- Provided passage -
((
Early in 1979 the purge of ICP members intensified. Writing in the March issue of the
World Marxist Review
, the Iraqi Communist Nazibah Dulaymi declared that, in addition to executions of Party militants, ‘more than 10,000 persons have been arrested and subjected to mental and physical torture’. She naively expressed her confidence that ‘fraternal Communist and workers’ parties’ would demand ‘an immediate end to the repression against Communists and their friends in Iraq’. The Soviet Communist Party, however, remained silent. At a time when Iraq was at the forefront of the Arab campaign to prevent the Carter administration brokering a peace treaty between Egypt and Israel, Moscow was cravenly anxious not to antagonize Baghdad. The torture and execution of Iraqi Communists counted for less in Soviet eyes than Iraqi attempts to disrupt the Middle Eastern peace process.
))
- Provided data -
((
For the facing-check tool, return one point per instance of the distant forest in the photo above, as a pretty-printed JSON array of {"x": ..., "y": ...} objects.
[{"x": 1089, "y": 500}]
))
- What the task asks -
Carry forward the text about the 1979 purge of Iraqi Communists, picking up after its final sentence. The lines play no part in what comes next.

- Answer to this exercise -
38
 
 
The brutal persecution of Iraqi Communists in 1978-79 coincided with the rapid decline and fall of the Shah in Iran. Like Western intelligence agencies, the KGB was taken by surprise. During Hoveyda’s twelve years as Prime Minister (1965-77), the Tehran residency had limited success in penetrating the regime. Its two most important Iranian agents during this period, General Ahmad Mogarebi, codenamed MAN,
39
and a relative of Hoveyda, codenamed ZHAMAN, had both been recruited, apparently as ideological agents, in the early years of the Cold War. Mogarebi was responsible during the final years of the Shah’s rule for arms purchases from the United States and other Western states. According to Vladimir Kuzichkin, who later defected from the Tehran residency, he was ‘regarded as the Residency’s best agent’ and had ‘innumerable connections in various spheres of Iranian life, including the court of the Shah, the government and SAVAK’.
40
Mogarebi became an increasingly mercenary agent whose growing importance was reflected in his monthly salary, raised in 1972 from 150-200 to 330 convertible rubles a month and in 1976 to 500 rubles. In 1976 he was awarded the Order of the Red Banner. Because of the shortage of high-grade intelligence from other sources, in 1976-77 the residency breached normal security procedures by contacting Mogarebi every two weeks.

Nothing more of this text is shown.